[Start of section]

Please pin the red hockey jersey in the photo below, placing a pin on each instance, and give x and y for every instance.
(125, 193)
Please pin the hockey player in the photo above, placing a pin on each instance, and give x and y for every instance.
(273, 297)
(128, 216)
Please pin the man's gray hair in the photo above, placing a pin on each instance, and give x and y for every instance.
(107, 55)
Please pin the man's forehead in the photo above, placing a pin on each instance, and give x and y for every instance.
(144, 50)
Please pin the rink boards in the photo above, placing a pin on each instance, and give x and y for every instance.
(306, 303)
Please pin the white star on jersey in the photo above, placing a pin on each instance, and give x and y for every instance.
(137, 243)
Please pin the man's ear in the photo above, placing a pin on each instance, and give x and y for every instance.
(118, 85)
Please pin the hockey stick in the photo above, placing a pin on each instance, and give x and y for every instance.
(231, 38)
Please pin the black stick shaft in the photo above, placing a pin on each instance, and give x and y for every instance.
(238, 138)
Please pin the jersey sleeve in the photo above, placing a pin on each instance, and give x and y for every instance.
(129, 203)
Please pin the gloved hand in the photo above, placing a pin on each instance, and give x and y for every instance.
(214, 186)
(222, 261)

[End of section]

Return the material exactly as it was provided.

Exercise response
Please pin the red hockey jersey in the photo below, placing a pin on each instance, and give x and y for every instance.
(125, 193)
Please pin the hockey player in the photo above, placing a pin on each instance, and give x and y for every instance.
(273, 297)
(128, 216)
Please pin the man's gray hair in the photo above, placing a pin on each instance, and give x and y for every instance.
(107, 55)
Please pin the man's forehead in the photo above, placing a pin on each instance, and give x and y for every instance.
(144, 50)
Please pin the rink boards in the photo above, placing a pin on each instance, and give x and y for every instance.
(306, 303)
Please pin the white star on jersey in the photo above, placing a pin on each instance, and give x and y for every instance.
(137, 243)
Please pin the man's ear in the photo above, placing a pin on each instance, and give x and y for every instance.
(118, 85)
Please pin the hockey stick in the photo above, placing a pin on each instance, and give x and y for every instance.
(231, 38)
Please pin the black stick shaft in the photo above, placing a pin on each instance, and give x and y for every instance.
(238, 138)
Please pin the jersey sleeve in the photo above, placing a pin on each instance, and give x and y for every instance.
(129, 203)
Please pin the gloved hand in the photo above, placing a pin on each instance, and give x and y for every instance.
(214, 186)
(222, 261)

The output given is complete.